Task to complete: In the entries that follow, identify the line containing "[locate] rear wheel" and return it together with all later lines, exactly as they appear.

Data:
• • • •

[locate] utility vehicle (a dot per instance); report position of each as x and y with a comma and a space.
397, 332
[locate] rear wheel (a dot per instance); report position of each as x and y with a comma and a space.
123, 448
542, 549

• • • •

Your solution:
[locate] rear wheel (a dot per instance); report position of each as x and y with a comma and a space.
123, 448
542, 549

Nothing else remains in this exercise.